Aim:
Switch "Task brief" to "Assignment" in the entries starting at the line containing "Task brief: identify the aerial" and ending at the line containing "left=164, top=277, right=181, bottom=339". Give only those lines again, with everything else unchanged.

Data lines:
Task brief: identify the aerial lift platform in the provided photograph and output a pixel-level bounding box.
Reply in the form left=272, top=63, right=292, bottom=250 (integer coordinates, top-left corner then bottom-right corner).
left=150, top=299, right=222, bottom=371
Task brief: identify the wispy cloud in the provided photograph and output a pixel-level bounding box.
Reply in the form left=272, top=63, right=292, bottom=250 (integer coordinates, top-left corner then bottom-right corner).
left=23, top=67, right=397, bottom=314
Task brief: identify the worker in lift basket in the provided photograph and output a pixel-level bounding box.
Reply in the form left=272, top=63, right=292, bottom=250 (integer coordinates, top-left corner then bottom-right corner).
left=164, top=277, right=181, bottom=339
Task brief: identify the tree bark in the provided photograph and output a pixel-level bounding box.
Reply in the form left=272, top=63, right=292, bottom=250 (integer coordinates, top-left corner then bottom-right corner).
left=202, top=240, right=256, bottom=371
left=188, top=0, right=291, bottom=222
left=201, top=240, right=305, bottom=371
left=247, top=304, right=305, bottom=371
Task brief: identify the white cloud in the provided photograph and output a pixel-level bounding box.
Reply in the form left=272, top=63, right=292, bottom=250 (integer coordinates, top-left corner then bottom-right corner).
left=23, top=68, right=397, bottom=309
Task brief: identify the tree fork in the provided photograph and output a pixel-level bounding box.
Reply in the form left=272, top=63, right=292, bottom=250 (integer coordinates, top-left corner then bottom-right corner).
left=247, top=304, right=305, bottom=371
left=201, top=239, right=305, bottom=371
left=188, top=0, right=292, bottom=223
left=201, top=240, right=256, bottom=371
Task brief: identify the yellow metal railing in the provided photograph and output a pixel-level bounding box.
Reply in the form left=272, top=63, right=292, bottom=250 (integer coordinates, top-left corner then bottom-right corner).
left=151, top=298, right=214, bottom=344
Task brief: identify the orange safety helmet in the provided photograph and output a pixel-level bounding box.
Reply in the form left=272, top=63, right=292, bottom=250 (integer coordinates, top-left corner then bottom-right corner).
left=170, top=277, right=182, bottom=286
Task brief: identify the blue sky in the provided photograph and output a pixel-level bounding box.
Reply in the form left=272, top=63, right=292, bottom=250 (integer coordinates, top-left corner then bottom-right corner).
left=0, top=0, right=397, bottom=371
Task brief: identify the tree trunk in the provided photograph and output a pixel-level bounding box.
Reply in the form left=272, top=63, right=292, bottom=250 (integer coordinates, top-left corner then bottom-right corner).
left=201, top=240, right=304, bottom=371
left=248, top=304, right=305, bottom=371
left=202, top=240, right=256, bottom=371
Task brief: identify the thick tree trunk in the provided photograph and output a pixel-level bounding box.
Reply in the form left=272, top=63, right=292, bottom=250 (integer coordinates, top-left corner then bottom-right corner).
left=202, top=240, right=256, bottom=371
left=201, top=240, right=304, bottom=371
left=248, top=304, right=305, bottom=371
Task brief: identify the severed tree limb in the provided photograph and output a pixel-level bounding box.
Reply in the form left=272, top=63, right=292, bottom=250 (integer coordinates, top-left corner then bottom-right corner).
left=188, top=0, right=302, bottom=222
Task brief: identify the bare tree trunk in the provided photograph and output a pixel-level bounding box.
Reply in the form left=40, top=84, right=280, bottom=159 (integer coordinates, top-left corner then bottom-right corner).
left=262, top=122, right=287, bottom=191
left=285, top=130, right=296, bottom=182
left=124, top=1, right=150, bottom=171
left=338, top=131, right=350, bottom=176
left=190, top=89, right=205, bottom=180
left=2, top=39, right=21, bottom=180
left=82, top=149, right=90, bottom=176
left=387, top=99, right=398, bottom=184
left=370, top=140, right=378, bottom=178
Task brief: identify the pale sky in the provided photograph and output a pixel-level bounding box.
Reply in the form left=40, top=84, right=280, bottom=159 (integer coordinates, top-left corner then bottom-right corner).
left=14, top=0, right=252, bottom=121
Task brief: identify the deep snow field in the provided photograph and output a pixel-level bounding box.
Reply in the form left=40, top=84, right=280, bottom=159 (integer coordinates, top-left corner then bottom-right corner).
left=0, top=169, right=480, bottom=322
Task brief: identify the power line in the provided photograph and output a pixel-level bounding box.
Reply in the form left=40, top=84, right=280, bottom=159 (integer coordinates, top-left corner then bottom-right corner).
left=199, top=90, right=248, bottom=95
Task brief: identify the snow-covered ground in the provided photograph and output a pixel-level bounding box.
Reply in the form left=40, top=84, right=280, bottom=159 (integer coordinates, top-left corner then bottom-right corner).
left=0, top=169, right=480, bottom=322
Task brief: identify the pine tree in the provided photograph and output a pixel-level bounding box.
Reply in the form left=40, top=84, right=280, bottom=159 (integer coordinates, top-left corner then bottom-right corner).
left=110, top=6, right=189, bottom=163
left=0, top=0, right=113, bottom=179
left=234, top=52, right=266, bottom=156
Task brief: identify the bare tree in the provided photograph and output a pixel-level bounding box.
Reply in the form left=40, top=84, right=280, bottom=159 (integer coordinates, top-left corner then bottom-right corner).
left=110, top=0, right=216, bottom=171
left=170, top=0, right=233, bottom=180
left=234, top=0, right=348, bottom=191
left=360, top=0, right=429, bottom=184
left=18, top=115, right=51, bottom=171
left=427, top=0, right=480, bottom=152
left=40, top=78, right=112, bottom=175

* * *

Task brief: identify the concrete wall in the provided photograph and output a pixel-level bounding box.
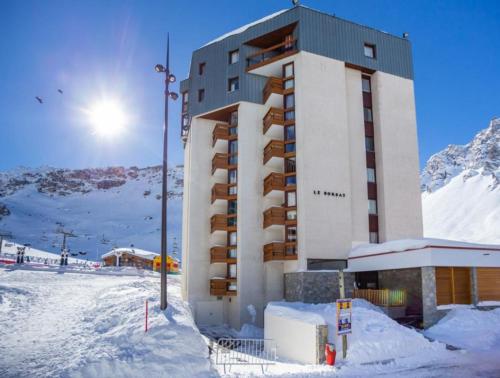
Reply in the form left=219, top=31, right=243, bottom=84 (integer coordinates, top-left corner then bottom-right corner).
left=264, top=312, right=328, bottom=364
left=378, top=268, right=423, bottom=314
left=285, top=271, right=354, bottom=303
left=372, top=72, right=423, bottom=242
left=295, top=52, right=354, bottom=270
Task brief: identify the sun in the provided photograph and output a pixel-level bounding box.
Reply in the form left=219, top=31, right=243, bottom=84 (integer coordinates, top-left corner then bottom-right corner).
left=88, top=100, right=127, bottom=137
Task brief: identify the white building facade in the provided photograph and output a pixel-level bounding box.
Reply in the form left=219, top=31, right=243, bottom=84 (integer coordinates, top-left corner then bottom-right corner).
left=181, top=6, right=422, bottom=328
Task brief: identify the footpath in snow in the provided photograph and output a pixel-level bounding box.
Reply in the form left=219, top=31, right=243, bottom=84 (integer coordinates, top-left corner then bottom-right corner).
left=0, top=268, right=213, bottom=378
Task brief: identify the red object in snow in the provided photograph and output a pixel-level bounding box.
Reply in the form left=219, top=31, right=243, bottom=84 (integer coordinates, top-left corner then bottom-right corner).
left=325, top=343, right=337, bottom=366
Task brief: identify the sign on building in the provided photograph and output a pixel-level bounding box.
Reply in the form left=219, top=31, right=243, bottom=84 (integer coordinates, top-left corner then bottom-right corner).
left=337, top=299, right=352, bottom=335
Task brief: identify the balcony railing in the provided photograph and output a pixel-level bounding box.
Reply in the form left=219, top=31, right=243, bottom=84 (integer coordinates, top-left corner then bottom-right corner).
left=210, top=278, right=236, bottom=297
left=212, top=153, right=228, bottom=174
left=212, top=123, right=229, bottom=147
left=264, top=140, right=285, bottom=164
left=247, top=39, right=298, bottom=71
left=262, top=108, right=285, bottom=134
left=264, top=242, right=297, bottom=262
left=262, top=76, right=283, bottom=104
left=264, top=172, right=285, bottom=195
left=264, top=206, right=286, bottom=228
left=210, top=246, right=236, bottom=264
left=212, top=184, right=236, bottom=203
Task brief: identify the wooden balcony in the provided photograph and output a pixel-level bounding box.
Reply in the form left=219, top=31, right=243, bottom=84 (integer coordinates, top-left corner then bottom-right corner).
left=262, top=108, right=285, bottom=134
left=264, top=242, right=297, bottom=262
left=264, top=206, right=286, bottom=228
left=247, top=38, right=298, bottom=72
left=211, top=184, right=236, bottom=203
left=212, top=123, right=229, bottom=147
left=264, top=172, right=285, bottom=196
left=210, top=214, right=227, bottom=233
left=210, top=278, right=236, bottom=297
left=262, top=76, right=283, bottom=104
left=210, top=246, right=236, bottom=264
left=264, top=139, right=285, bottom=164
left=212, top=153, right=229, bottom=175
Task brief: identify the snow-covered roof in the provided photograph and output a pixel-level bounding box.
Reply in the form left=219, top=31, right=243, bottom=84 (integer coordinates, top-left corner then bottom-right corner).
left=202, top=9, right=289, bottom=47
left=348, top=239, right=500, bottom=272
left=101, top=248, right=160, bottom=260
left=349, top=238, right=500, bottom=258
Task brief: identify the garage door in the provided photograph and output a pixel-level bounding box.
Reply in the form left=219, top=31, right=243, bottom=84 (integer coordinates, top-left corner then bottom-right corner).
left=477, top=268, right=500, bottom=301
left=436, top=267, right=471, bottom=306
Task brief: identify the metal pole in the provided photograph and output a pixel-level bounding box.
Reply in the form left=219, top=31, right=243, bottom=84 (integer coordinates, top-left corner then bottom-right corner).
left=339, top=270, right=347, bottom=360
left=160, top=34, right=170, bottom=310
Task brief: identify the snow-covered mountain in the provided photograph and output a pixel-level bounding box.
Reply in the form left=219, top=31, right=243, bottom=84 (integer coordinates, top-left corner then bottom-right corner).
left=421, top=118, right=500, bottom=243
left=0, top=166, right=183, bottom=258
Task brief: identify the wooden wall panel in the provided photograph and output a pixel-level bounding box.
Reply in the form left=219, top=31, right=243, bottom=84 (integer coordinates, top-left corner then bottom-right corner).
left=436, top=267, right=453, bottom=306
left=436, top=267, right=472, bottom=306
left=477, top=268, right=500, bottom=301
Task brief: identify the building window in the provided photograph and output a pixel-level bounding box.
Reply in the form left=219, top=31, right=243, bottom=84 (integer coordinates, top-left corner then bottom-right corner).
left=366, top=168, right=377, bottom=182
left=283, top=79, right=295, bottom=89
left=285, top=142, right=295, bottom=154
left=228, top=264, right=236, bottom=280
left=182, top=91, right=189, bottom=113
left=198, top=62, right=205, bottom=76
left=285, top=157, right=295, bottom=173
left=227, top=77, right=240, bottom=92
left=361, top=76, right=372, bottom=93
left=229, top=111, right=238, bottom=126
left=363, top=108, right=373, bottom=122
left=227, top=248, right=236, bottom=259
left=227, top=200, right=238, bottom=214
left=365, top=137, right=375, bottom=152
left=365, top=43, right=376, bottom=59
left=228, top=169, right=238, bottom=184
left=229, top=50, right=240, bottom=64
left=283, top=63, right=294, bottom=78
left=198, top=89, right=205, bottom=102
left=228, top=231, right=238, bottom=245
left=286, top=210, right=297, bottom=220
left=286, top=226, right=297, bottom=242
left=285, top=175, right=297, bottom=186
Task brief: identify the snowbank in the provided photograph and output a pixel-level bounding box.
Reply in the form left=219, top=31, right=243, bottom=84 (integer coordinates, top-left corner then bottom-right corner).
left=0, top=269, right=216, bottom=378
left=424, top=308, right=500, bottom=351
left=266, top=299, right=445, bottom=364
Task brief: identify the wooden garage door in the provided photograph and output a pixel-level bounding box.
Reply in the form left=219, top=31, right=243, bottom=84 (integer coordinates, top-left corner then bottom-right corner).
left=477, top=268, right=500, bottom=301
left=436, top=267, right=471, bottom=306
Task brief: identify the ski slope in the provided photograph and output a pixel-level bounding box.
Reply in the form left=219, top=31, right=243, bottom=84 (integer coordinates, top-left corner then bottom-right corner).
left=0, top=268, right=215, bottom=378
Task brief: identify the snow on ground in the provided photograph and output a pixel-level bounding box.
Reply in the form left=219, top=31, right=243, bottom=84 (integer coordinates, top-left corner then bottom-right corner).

==

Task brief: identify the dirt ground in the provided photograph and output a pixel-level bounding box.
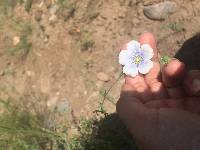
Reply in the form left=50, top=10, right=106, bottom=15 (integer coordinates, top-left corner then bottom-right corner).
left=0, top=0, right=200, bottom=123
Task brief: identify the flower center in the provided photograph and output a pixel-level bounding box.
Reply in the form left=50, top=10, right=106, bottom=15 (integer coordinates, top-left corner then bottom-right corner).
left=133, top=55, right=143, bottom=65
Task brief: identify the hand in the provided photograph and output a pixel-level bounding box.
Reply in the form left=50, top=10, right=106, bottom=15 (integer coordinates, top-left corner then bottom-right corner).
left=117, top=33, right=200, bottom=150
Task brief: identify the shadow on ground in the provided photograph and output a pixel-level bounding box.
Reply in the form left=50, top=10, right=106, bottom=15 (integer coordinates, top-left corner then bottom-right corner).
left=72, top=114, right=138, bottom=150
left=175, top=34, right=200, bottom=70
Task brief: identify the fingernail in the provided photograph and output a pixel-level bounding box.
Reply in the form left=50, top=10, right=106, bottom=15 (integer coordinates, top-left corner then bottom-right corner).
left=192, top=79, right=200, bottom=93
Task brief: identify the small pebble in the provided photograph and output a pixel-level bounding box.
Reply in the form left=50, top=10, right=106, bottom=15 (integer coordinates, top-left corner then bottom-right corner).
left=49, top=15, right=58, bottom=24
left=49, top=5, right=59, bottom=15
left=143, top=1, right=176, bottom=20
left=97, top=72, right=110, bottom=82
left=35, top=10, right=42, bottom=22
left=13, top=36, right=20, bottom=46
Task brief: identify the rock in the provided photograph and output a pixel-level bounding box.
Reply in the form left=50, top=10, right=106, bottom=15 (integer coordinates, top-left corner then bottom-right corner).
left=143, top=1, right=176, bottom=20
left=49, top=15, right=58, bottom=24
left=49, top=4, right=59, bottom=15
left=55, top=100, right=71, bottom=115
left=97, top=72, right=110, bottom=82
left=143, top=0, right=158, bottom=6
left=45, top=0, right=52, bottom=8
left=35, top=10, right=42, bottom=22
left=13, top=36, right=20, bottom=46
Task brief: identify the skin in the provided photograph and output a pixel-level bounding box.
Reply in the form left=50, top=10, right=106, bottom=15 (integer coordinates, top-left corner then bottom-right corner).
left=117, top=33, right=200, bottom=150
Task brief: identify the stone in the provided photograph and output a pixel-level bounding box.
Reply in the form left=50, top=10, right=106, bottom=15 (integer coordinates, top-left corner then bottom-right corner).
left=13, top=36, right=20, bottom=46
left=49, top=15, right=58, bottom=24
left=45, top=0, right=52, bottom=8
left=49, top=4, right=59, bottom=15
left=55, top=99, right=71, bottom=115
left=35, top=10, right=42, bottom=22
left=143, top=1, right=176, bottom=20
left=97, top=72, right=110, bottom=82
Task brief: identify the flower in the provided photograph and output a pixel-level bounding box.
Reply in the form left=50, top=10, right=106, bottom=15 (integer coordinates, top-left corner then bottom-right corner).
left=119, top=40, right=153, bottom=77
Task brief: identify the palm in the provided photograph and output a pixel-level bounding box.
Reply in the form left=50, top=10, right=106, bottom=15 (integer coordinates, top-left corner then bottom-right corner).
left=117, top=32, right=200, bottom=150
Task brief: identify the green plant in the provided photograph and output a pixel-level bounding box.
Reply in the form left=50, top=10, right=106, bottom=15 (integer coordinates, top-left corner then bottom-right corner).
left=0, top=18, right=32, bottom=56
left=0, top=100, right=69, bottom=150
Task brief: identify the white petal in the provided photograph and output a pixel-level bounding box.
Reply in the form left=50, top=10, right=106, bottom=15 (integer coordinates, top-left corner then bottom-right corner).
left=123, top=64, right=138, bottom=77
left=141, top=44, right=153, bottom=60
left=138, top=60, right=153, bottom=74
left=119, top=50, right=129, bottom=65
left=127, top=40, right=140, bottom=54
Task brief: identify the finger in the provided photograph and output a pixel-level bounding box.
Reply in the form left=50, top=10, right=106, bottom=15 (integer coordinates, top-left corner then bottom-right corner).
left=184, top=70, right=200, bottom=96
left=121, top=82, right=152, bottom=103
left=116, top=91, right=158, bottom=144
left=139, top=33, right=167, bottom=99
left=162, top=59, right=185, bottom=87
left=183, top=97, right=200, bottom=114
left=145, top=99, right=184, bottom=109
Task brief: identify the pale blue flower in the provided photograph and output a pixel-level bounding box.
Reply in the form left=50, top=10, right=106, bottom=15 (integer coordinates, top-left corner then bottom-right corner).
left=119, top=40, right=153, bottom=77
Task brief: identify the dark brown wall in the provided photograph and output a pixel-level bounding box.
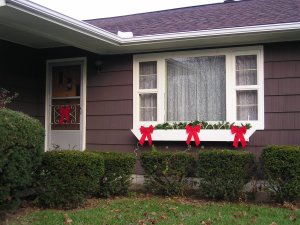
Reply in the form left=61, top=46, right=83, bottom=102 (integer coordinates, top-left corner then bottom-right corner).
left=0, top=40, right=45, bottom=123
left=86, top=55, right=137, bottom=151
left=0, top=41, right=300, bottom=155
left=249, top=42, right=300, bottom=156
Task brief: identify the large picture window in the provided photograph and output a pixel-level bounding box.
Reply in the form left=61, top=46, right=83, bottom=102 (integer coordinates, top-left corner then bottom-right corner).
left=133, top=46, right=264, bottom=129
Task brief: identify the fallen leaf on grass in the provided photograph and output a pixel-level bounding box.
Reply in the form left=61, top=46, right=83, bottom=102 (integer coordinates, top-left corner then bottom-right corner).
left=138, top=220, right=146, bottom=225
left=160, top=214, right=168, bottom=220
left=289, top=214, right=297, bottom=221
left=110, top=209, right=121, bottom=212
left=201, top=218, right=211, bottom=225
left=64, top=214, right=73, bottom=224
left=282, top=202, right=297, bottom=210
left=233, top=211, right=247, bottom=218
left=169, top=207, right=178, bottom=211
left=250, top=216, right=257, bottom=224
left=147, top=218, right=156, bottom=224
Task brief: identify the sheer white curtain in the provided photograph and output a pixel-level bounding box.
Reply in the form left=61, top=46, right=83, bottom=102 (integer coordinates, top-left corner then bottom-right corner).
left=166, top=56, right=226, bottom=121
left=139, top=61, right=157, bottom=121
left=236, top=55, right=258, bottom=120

Full solution:
Assignment: identify the aerial lift platform in the provided photograph and output a pixel-level bounding box.
Reply in the form left=272, top=63, right=292, bottom=250 (integer coordinates, top-left corner then bottom-right corner).
left=150, top=299, right=222, bottom=371
Assignment: identify the wispy cloud in the provided photograph and output a pixel-level bounding box.
Reply in the form left=272, top=63, right=292, bottom=250 (integer coordinates, top-left corner then bottom-right corner).
left=23, top=67, right=397, bottom=314
Assignment: identify the worker in lift basket in the provided photograph and output a pixel-level bounding box.
Reply in the form left=272, top=63, right=292, bottom=250 (integer coordinates, top-left corner then bottom-right corner).
left=164, top=277, right=181, bottom=339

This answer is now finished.